Copy every line of the entries below verbatim, omitting the picture.

-- begin GIVEN INFORMATION --

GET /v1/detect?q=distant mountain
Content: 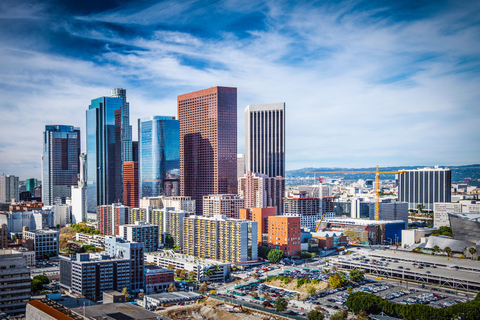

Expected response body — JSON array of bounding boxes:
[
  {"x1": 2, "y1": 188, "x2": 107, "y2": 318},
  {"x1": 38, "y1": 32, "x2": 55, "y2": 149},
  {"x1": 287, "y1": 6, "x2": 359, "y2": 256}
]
[{"x1": 286, "y1": 164, "x2": 480, "y2": 184}]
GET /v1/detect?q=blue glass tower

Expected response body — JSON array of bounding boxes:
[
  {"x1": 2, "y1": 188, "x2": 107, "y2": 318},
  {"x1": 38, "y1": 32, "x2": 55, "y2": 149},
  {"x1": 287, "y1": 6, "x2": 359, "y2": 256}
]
[
  {"x1": 87, "y1": 97, "x2": 125, "y2": 212},
  {"x1": 42, "y1": 125, "x2": 80, "y2": 206},
  {"x1": 138, "y1": 116, "x2": 180, "y2": 198}
]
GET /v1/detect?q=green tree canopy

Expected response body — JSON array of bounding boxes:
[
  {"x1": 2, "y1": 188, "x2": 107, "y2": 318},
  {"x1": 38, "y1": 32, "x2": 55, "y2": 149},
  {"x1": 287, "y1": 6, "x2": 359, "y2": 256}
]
[
  {"x1": 267, "y1": 249, "x2": 285, "y2": 263},
  {"x1": 273, "y1": 297, "x2": 288, "y2": 311}
]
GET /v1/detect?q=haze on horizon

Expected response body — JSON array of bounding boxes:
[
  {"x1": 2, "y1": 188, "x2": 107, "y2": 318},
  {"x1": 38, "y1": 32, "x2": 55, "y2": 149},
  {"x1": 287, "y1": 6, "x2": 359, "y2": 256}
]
[{"x1": 0, "y1": 0, "x2": 480, "y2": 179}]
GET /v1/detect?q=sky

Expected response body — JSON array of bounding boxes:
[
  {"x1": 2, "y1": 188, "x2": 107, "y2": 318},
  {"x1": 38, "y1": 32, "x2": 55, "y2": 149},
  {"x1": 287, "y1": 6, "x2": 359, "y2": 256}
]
[{"x1": 0, "y1": 0, "x2": 480, "y2": 179}]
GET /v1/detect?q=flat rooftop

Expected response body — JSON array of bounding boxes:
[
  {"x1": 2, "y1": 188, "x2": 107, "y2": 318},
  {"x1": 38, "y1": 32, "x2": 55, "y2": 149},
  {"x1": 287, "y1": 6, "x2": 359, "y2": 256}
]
[{"x1": 73, "y1": 303, "x2": 169, "y2": 320}]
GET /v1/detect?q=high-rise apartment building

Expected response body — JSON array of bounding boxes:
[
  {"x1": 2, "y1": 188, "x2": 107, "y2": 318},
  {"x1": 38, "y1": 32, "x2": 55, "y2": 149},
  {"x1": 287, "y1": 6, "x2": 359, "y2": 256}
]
[
  {"x1": 0, "y1": 251, "x2": 32, "y2": 319},
  {"x1": 0, "y1": 175, "x2": 19, "y2": 202},
  {"x1": 245, "y1": 102, "x2": 285, "y2": 177},
  {"x1": 25, "y1": 178, "x2": 38, "y2": 196},
  {"x1": 238, "y1": 171, "x2": 285, "y2": 213},
  {"x1": 105, "y1": 237, "x2": 145, "y2": 293},
  {"x1": 398, "y1": 167, "x2": 452, "y2": 210},
  {"x1": 42, "y1": 125, "x2": 81, "y2": 206},
  {"x1": 97, "y1": 203, "x2": 130, "y2": 235},
  {"x1": 203, "y1": 194, "x2": 245, "y2": 219},
  {"x1": 138, "y1": 116, "x2": 180, "y2": 197},
  {"x1": 111, "y1": 88, "x2": 135, "y2": 162},
  {"x1": 120, "y1": 221, "x2": 158, "y2": 252},
  {"x1": 268, "y1": 216, "x2": 301, "y2": 257},
  {"x1": 87, "y1": 89, "x2": 131, "y2": 212},
  {"x1": 183, "y1": 216, "x2": 258, "y2": 262},
  {"x1": 71, "y1": 152, "x2": 87, "y2": 223},
  {"x1": 123, "y1": 161, "x2": 140, "y2": 208},
  {"x1": 177, "y1": 87, "x2": 237, "y2": 214},
  {"x1": 60, "y1": 253, "x2": 131, "y2": 301}
]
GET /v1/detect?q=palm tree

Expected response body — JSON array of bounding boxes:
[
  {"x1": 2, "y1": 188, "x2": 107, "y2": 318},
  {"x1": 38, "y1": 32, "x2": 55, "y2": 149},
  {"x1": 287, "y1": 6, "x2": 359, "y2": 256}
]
[
  {"x1": 443, "y1": 247, "x2": 452, "y2": 257},
  {"x1": 468, "y1": 247, "x2": 477, "y2": 260}
]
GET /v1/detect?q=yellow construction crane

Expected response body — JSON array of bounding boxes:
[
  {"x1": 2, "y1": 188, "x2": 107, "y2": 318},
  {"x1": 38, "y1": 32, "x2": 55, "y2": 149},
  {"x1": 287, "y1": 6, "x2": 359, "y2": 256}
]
[{"x1": 305, "y1": 165, "x2": 407, "y2": 220}]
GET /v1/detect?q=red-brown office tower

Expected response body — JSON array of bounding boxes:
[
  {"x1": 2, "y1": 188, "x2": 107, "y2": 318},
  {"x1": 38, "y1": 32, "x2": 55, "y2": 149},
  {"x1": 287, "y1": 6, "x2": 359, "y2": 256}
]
[
  {"x1": 177, "y1": 87, "x2": 237, "y2": 215},
  {"x1": 123, "y1": 161, "x2": 139, "y2": 208}
]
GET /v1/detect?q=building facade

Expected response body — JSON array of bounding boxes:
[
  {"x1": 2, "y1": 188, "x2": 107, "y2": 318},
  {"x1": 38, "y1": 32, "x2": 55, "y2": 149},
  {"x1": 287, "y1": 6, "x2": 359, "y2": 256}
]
[
  {"x1": 177, "y1": 87, "x2": 237, "y2": 215},
  {"x1": 268, "y1": 216, "x2": 301, "y2": 257},
  {"x1": 203, "y1": 194, "x2": 244, "y2": 219},
  {"x1": 120, "y1": 221, "x2": 159, "y2": 252},
  {"x1": 398, "y1": 167, "x2": 452, "y2": 210},
  {"x1": 138, "y1": 116, "x2": 180, "y2": 197},
  {"x1": 23, "y1": 230, "x2": 59, "y2": 260},
  {"x1": 245, "y1": 102, "x2": 285, "y2": 177},
  {"x1": 123, "y1": 161, "x2": 140, "y2": 208},
  {"x1": 183, "y1": 216, "x2": 258, "y2": 262},
  {"x1": 238, "y1": 171, "x2": 285, "y2": 213},
  {"x1": 0, "y1": 252, "x2": 32, "y2": 315},
  {"x1": 105, "y1": 236, "x2": 145, "y2": 293},
  {"x1": 42, "y1": 125, "x2": 81, "y2": 206},
  {"x1": 87, "y1": 91, "x2": 128, "y2": 212},
  {"x1": 0, "y1": 175, "x2": 20, "y2": 202}
]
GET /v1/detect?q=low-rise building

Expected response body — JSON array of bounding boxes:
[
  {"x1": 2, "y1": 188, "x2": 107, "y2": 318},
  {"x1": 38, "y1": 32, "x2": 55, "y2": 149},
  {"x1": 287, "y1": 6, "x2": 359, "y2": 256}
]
[
  {"x1": 145, "y1": 265, "x2": 175, "y2": 294},
  {"x1": 0, "y1": 252, "x2": 32, "y2": 315},
  {"x1": 145, "y1": 250, "x2": 231, "y2": 282},
  {"x1": 23, "y1": 230, "x2": 59, "y2": 260}
]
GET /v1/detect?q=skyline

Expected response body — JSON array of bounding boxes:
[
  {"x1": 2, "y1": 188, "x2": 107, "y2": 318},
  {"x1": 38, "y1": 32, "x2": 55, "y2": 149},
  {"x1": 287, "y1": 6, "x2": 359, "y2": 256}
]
[{"x1": 0, "y1": 1, "x2": 480, "y2": 179}]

-- end GIVEN INFORMATION --

§ COMPLETED TASK
GET /v1/detect?q=distant mountain
Content: 

Expected response body — JSON array of bounding boxes:
[
  {"x1": 2, "y1": 188, "x2": 107, "y2": 318},
  {"x1": 38, "y1": 32, "x2": 55, "y2": 149},
  {"x1": 287, "y1": 6, "x2": 359, "y2": 256}
]
[{"x1": 286, "y1": 164, "x2": 480, "y2": 184}]
GET /v1/detect?q=blue glass tower

Expected response body — JSON array of bounding boxes:
[
  {"x1": 2, "y1": 188, "x2": 107, "y2": 318},
  {"x1": 38, "y1": 32, "x2": 55, "y2": 149},
  {"x1": 287, "y1": 6, "x2": 359, "y2": 256}
]
[
  {"x1": 87, "y1": 97, "x2": 125, "y2": 212},
  {"x1": 42, "y1": 125, "x2": 80, "y2": 206},
  {"x1": 138, "y1": 116, "x2": 180, "y2": 198}
]
GET /v1/detect?q=green tree canopy

Expected response body — JSON array of bounding boxes:
[
  {"x1": 2, "y1": 188, "x2": 107, "y2": 318},
  {"x1": 38, "y1": 32, "x2": 55, "y2": 149},
  {"x1": 287, "y1": 6, "x2": 359, "y2": 256}
]
[
  {"x1": 267, "y1": 249, "x2": 285, "y2": 263},
  {"x1": 273, "y1": 297, "x2": 288, "y2": 311}
]
GET /v1/detect?q=haze on horizon

Expected response body — JSON array of bounding boxes:
[
  {"x1": 2, "y1": 188, "x2": 107, "y2": 318},
  {"x1": 38, "y1": 32, "x2": 55, "y2": 149},
  {"x1": 287, "y1": 6, "x2": 359, "y2": 256}
]
[{"x1": 0, "y1": 0, "x2": 480, "y2": 179}]
GET /v1/detect?q=sky

Expected response body — JSON array of bounding boxes:
[
  {"x1": 2, "y1": 188, "x2": 107, "y2": 318},
  {"x1": 38, "y1": 32, "x2": 55, "y2": 149},
  {"x1": 287, "y1": 6, "x2": 359, "y2": 256}
]
[{"x1": 0, "y1": 0, "x2": 480, "y2": 179}]
GET /v1/detect?q=flat rooftop

Expected response body — JSON array of bounding boxes:
[
  {"x1": 2, "y1": 188, "x2": 107, "y2": 318},
  {"x1": 38, "y1": 32, "x2": 55, "y2": 149},
  {"x1": 287, "y1": 6, "x2": 359, "y2": 256}
]
[{"x1": 73, "y1": 303, "x2": 169, "y2": 320}]
GET /v1/detect?q=high-rise apartment building

Expected response body — JSON array of bounding boxes:
[
  {"x1": 2, "y1": 188, "x2": 107, "y2": 318},
  {"x1": 38, "y1": 32, "x2": 55, "y2": 149},
  {"x1": 287, "y1": 6, "x2": 359, "y2": 256}
]
[
  {"x1": 0, "y1": 251, "x2": 32, "y2": 319},
  {"x1": 0, "y1": 175, "x2": 19, "y2": 202},
  {"x1": 245, "y1": 102, "x2": 285, "y2": 177},
  {"x1": 25, "y1": 178, "x2": 38, "y2": 196},
  {"x1": 238, "y1": 171, "x2": 285, "y2": 213},
  {"x1": 105, "y1": 237, "x2": 145, "y2": 293},
  {"x1": 398, "y1": 167, "x2": 452, "y2": 210},
  {"x1": 42, "y1": 125, "x2": 81, "y2": 206},
  {"x1": 97, "y1": 203, "x2": 130, "y2": 235},
  {"x1": 203, "y1": 194, "x2": 245, "y2": 219},
  {"x1": 138, "y1": 116, "x2": 180, "y2": 197},
  {"x1": 111, "y1": 88, "x2": 135, "y2": 162},
  {"x1": 120, "y1": 221, "x2": 158, "y2": 252},
  {"x1": 268, "y1": 216, "x2": 301, "y2": 257},
  {"x1": 87, "y1": 89, "x2": 131, "y2": 212},
  {"x1": 183, "y1": 216, "x2": 258, "y2": 262},
  {"x1": 71, "y1": 152, "x2": 87, "y2": 223},
  {"x1": 123, "y1": 161, "x2": 140, "y2": 208},
  {"x1": 177, "y1": 87, "x2": 237, "y2": 214},
  {"x1": 60, "y1": 253, "x2": 131, "y2": 301}
]
GET /v1/detect?q=palm tree

Expected response body — JSON array of bounding boxes:
[
  {"x1": 2, "y1": 188, "x2": 107, "y2": 318},
  {"x1": 38, "y1": 32, "x2": 55, "y2": 149},
  {"x1": 287, "y1": 6, "x2": 359, "y2": 256}
]
[
  {"x1": 443, "y1": 247, "x2": 452, "y2": 257},
  {"x1": 468, "y1": 247, "x2": 477, "y2": 260}
]
GET /v1/detect?q=yellow construction crane

Expected response body — JSON array of bounding boxes:
[
  {"x1": 2, "y1": 188, "x2": 107, "y2": 318},
  {"x1": 38, "y1": 32, "x2": 55, "y2": 149},
  {"x1": 287, "y1": 6, "x2": 359, "y2": 256}
]
[{"x1": 305, "y1": 165, "x2": 407, "y2": 220}]
GET /v1/detect?q=red-brown office tower

Expected response body — JSON array of bounding boxes:
[
  {"x1": 2, "y1": 188, "x2": 107, "y2": 318},
  {"x1": 38, "y1": 32, "x2": 55, "y2": 149},
  {"x1": 287, "y1": 6, "x2": 359, "y2": 256}
]
[
  {"x1": 177, "y1": 87, "x2": 237, "y2": 215},
  {"x1": 123, "y1": 161, "x2": 139, "y2": 208}
]
GET /v1/detect?q=building facade

Expected response body — JSON array of bounding boxes:
[
  {"x1": 2, "y1": 188, "x2": 107, "y2": 318},
  {"x1": 38, "y1": 32, "x2": 55, "y2": 149},
  {"x1": 287, "y1": 6, "x2": 359, "y2": 256}
]
[
  {"x1": 177, "y1": 87, "x2": 237, "y2": 215},
  {"x1": 268, "y1": 216, "x2": 301, "y2": 257},
  {"x1": 203, "y1": 194, "x2": 244, "y2": 219},
  {"x1": 120, "y1": 221, "x2": 159, "y2": 252},
  {"x1": 398, "y1": 167, "x2": 452, "y2": 210},
  {"x1": 138, "y1": 116, "x2": 180, "y2": 197},
  {"x1": 23, "y1": 230, "x2": 59, "y2": 260},
  {"x1": 245, "y1": 102, "x2": 285, "y2": 177},
  {"x1": 123, "y1": 161, "x2": 140, "y2": 208},
  {"x1": 183, "y1": 216, "x2": 258, "y2": 262},
  {"x1": 238, "y1": 171, "x2": 285, "y2": 213},
  {"x1": 0, "y1": 252, "x2": 32, "y2": 315},
  {"x1": 105, "y1": 236, "x2": 145, "y2": 293},
  {"x1": 42, "y1": 125, "x2": 81, "y2": 206},
  {"x1": 87, "y1": 91, "x2": 128, "y2": 212},
  {"x1": 0, "y1": 175, "x2": 20, "y2": 202}
]
GET /v1/detect?q=low-rise building

Expected response body — JSON array of bounding boxes:
[
  {"x1": 2, "y1": 188, "x2": 107, "y2": 318},
  {"x1": 38, "y1": 32, "x2": 55, "y2": 149},
  {"x1": 287, "y1": 6, "x2": 359, "y2": 256}
]
[
  {"x1": 145, "y1": 265, "x2": 175, "y2": 294},
  {"x1": 0, "y1": 252, "x2": 32, "y2": 315},
  {"x1": 145, "y1": 250, "x2": 231, "y2": 282},
  {"x1": 23, "y1": 230, "x2": 59, "y2": 260}
]
GET /v1/detect?q=skyline

Expected response body — JSON array of bounding boxes:
[
  {"x1": 2, "y1": 188, "x2": 107, "y2": 318},
  {"x1": 38, "y1": 32, "x2": 55, "y2": 149},
  {"x1": 287, "y1": 6, "x2": 359, "y2": 256}
]
[{"x1": 0, "y1": 1, "x2": 480, "y2": 179}]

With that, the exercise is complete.